There are two completely sets of functions that do feature extraction in this program. Right now we will only be looking at the ones that are used to classify a video, we will talk about the other ones later. The function that does all the feature extraction is called getFeatures() located in preditctFunctions.py. This function takes in the preprocessed video, the path to a mask if you have one, and the other inputs of preprocessVideo(), in addition it has boxSize, which will be used in getting the temporal features, patchSize and numFramesAvg, which will be used in obtaining spatial features. To calculate the temporal feature, getFeatures() calls fourierTansformFullImage() which is located in the features.py. In this function, you first smooth the image using a couple of filters (kernels are size boxSize), next you perform a Fourier transform on each pixel individually over time, then next an L1 normalization is done so that the absolute amplitude of each pixel doesn’t matter, only the relative amplitudes, so that different images can be compared. Then it returns a 3-D matrix of the Fourier signals in the 3rd dimension.
Then for the spatial feature is created using the SpatialFeatureFullImage() function. First the lbp is taken of each frame of the video. Then for each pixel a sub-box of size patchSizepatchSizeaverageFrameNumber is created. Then a histogram of this “cube” is taken and stored in that pixel’s location, then the function returns the matrix.
Next in getFeatures() the two matrices are concatenated so that it creates one matrix on shape (width, height, temporalFeatures + spatialFeatures). Then getFeatures() the concatenated matrix and it also returns a matrix of the mask where the non-water pixel value is 0 and water is 255.

> _REQUEST_
Rewrite the feature extraction text, everything from "Then for the" down to "water is 255.", substituting "array" for every occurrence of "matrix".

> _RECORDED DATA_
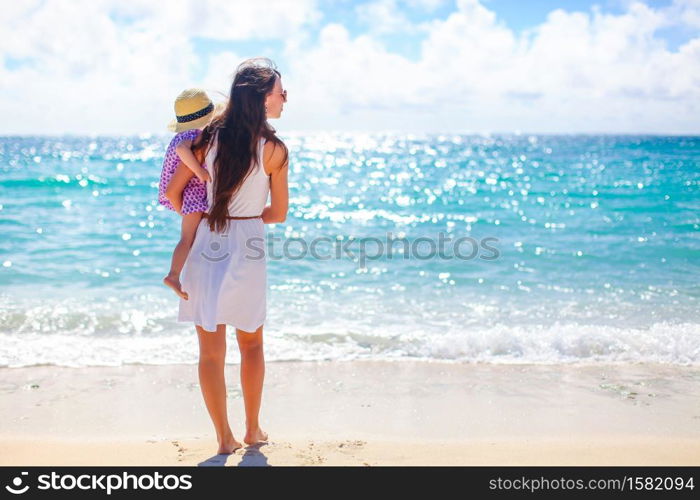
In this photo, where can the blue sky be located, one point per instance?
(413, 65)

> _FINAL RESULT_
Then for the spatial feature is created using the SpatialFeatureFullImage() function. First the lbp is taken of each frame of the video. Then for each pixel a sub-box of size patchSizepatchSizeaverageFrameNumber is created. Then a histogram of this “cube” is taken and stored in that pixel’s location, then the function returns the array.
Next in getFeatures() the two matrices are concatenated so that it creates one array on shape (width, height, temporalFeatures + spatialFeatures). Then getFeatures() the concatenated array and it also returns a array of the mask where the non-water pixel value is 0 and water is 255.